**Kutipan yang Diberikan:**
Musibah seperti bencana alam merupakan bagian dari takdir Allah SWT. Artinya terkait dengan takdir itu tergantung dari sikap masing-masing. Kalau ridlo dengan takdir yang berarti ujian, sebaliknya bila marah bisa musibah itu bisa menjadi azab. Ironisnya, musibah atau bencana, terutama di Indonesia, justru ‘dimainkan’ kelompok radikal dengan mengklaim bahwa bencana itu akibat tidak diterapkan sistem khilafah.
Ketua Umum Asosiasi Dai-Daiyah Indonesia (ADDI)Dr. Moch. Syarif Hidayatullah, Lc., MHum, mengatakan bahwa keputusan apakah musibah atau azab berhubungan dengan persepsi dan perspektif. Artinya, hal itu belum final karena kondisi sekarang dengan zaman para nabi dahulu berbeda. Zaman para nabi dahulu mendapat jawaban langsung dari Allah SWT apakah adalah musibah atau azab.

**Instruksi Tugas:**
Bisakah Anda mencetak bagian dari teks tentang musibah dan azab di atas, mulai dari "Musibah seperti bencana" sampai dengan "musibah atau azab.", tanpa perubahan sedikit pun?

**Data Sumber:**
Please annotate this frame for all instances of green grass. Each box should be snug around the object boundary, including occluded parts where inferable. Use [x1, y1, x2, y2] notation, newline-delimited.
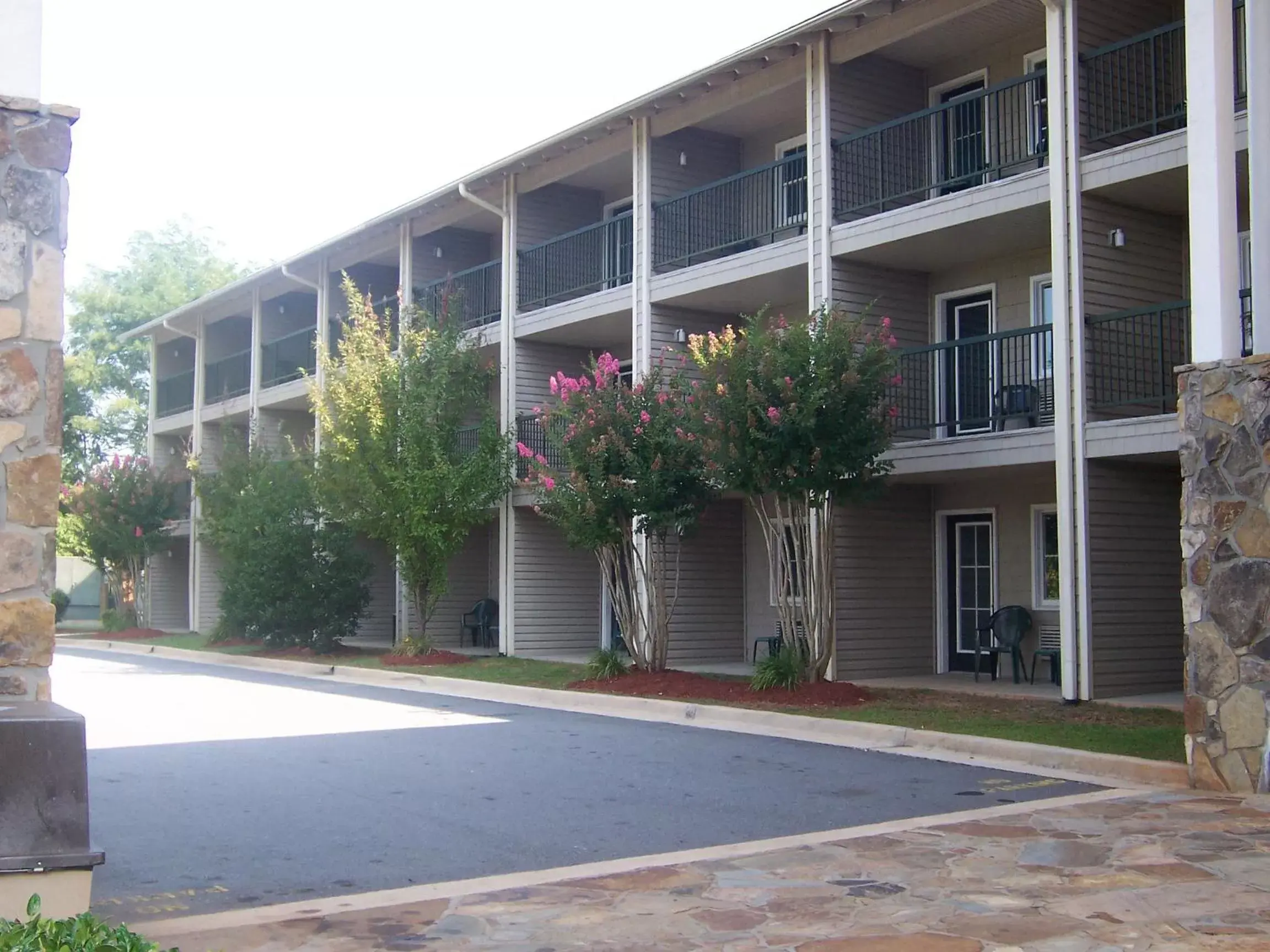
[87, 634, 1186, 761]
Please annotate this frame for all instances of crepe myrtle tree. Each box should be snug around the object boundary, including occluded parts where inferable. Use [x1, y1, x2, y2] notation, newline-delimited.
[311, 275, 513, 654]
[517, 353, 719, 672]
[688, 309, 902, 681]
[57, 455, 180, 626]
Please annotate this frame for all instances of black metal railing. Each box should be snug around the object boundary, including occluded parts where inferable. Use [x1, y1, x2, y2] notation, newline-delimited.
[203, 350, 251, 405]
[515, 414, 565, 480]
[653, 152, 806, 268]
[1240, 288, 1252, 356]
[414, 262, 503, 327]
[517, 212, 634, 310]
[260, 327, 318, 387]
[833, 70, 1049, 221]
[1085, 301, 1190, 414]
[1081, 21, 1186, 149]
[155, 369, 195, 416]
[889, 325, 1054, 439]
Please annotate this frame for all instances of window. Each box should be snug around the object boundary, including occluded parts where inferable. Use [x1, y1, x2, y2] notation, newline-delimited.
[776, 136, 806, 227]
[1031, 274, 1054, 380]
[1032, 506, 1059, 608]
[768, 523, 805, 605]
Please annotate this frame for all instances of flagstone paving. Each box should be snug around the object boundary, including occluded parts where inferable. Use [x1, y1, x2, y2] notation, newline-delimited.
[151, 793, 1270, 952]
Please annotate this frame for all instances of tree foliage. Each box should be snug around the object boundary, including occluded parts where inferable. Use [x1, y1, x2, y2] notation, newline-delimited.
[688, 309, 901, 680]
[195, 442, 371, 652]
[57, 456, 180, 625]
[313, 277, 512, 643]
[517, 353, 718, 672]
[62, 222, 243, 480]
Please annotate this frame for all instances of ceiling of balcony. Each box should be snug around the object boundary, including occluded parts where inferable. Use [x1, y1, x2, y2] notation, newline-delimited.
[878, 0, 1045, 68]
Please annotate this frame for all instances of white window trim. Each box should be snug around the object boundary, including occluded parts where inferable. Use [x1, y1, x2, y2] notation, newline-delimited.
[763, 519, 806, 608]
[1031, 502, 1061, 612]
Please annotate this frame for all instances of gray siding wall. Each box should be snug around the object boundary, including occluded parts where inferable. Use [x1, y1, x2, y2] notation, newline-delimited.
[649, 127, 741, 202]
[668, 499, 748, 665]
[515, 509, 601, 657]
[203, 317, 251, 363]
[413, 229, 502, 285]
[149, 536, 189, 631]
[515, 340, 590, 414]
[830, 53, 927, 138]
[833, 486, 935, 680]
[1089, 459, 1183, 698]
[421, 524, 498, 645]
[515, 183, 605, 249]
[356, 536, 396, 641]
[833, 259, 932, 347]
[195, 541, 224, 635]
[1085, 196, 1187, 315]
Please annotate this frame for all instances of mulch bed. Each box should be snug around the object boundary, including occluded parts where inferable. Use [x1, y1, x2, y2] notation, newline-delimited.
[380, 648, 472, 668]
[93, 628, 168, 641]
[569, 672, 873, 707]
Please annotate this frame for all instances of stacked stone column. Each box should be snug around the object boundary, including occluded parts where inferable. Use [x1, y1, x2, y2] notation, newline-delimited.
[0, 96, 78, 705]
[1178, 355, 1270, 793]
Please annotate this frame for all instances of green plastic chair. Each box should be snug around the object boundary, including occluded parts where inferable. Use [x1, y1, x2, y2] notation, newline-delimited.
[974, 605, 1031, 684]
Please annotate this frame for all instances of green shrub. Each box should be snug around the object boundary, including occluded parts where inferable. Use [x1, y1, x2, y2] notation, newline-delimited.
[586, 647, 626, 680]
[749, 645, 806, 690]
[101, 608, 130, 632]
[49, 589, 71, 621]
[0, 895, 176, 952]
[197, 443, 371, 652]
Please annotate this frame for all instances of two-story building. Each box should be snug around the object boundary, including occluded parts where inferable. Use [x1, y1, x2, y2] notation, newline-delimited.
[126, 0, 1270, 698]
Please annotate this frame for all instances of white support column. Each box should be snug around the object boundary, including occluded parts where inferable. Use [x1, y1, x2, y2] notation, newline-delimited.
[246, 288, 264, 444]
[146, 340, 159, 462]
[1045, 0, 1092, 701]
[1186, 0, 1239, 362]
[498, 175, 519, 655]
[805, 33, 833, 311]
[185, 317, 207, 631]
[1244, 0, 1270, 354]
[631, 116, 653, 380]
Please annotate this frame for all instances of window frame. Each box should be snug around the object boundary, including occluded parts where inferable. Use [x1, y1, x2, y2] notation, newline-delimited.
[1031, 502, 1062, 610]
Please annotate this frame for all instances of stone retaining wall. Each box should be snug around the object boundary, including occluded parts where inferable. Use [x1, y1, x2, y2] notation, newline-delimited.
[0, 96, 78, 705]
[1178, 355, 1270, 792]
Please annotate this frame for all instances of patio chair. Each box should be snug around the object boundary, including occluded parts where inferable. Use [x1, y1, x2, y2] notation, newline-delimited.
[459, 598, 498, 647]
[1029, 625, 1063, 684]
[974, 605, 1031, 684]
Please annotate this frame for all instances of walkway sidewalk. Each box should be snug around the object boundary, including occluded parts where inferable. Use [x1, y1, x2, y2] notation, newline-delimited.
[142, 789, 1270, 952]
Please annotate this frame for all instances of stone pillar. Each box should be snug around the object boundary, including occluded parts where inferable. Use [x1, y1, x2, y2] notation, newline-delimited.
[0, 96, 79, 706]
[1178, 355, 1270, 793]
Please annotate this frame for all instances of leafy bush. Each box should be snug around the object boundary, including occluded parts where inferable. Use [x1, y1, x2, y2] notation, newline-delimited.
[586, 647, 626, 680]
[101, 608, 130, 632]
[0, 895, 176, 952]
[749, 645, 806, 690]
[49, 589, 71, 621]
[197, 442, 371, 652]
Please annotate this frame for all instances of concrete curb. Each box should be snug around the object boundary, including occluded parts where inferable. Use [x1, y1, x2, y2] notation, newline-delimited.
[63, 640, 1189, 788]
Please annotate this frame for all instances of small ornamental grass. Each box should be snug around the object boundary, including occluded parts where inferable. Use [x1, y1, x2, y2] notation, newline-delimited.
[0, 895, 176, 952]
[586, 647, 628, 680]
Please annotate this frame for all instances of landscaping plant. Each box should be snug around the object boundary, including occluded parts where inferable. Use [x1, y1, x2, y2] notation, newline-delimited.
[193, 442, 371, 654]
[313, 278, 512, 645]
[517, 353, 718, 672]
[0, 895, 176, 952]
[57, 456, 180, 627]
[688, 309, 899, 681]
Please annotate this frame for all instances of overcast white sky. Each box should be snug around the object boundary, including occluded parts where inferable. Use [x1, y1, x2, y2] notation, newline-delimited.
[43, 0, 833, 283]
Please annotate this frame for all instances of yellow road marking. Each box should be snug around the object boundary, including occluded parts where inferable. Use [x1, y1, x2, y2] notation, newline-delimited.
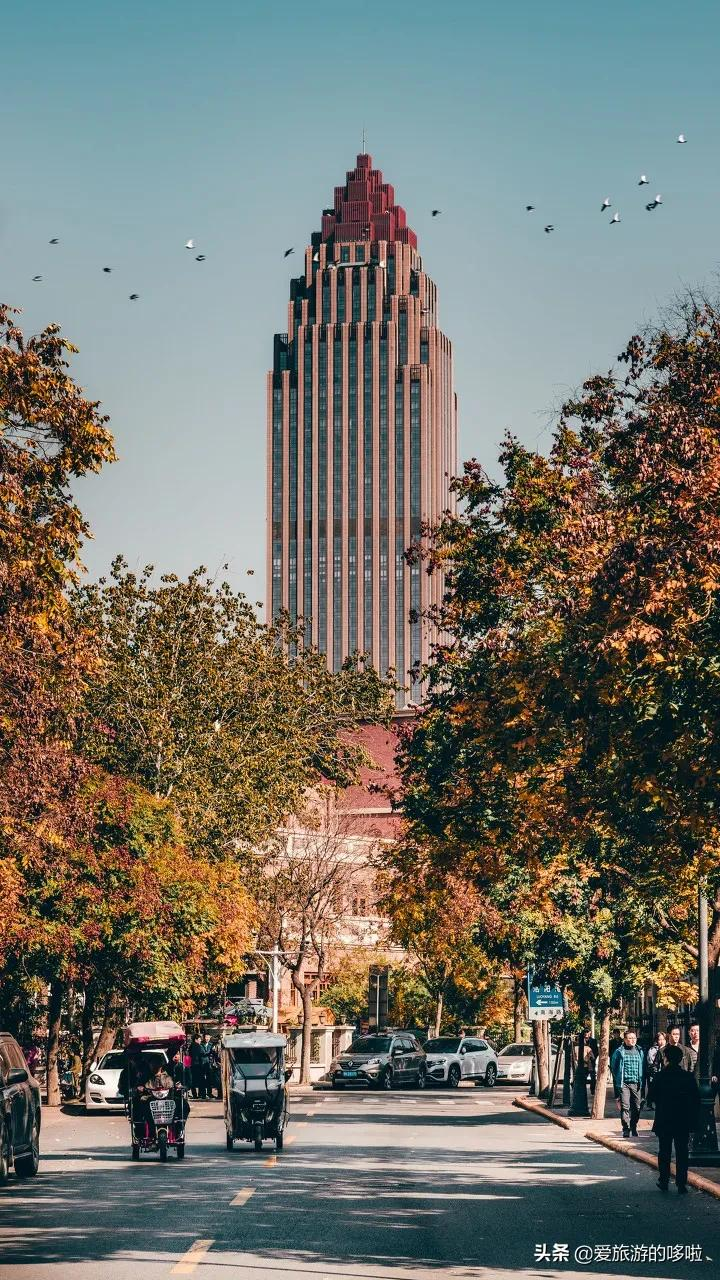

**Jawaban Tugas:**
Musibah seperti bencana alam merupakan bagian dari takdir Allah SWT. Artinya terkait dengan takdir itu tergantung dari sikap masing-masing. Kalau ridlo dengan takdir yang berarti ujian, sebaliknya bila marah bisa musibah itu bisa menjadi azab. Ironisnya, musibah atau bencana, terutama di Indonesia, justru ‘dimainkan’ kelompok radikal dengan mengklaim bahwa bencana itu akibat tidak diterapkan sistem khilafah.
Ketua Umum Asosiasi Dai-Daiyah Indonesia (ADDI)Dr. Moch. Syarif Hidayatullah, Lc., MHum, mengatakan bahwa keputusan apakah musibah atau azab berhubungan dengan persepsi dan perspektif. Artinya, hal itu belum final karena kondisi sekarang dengan zaman para nabi dahulu berbeda. Zaman para nabi dahulu mendapat jawaban langsung dari Allah SWT apakah adalah musibah atau azab.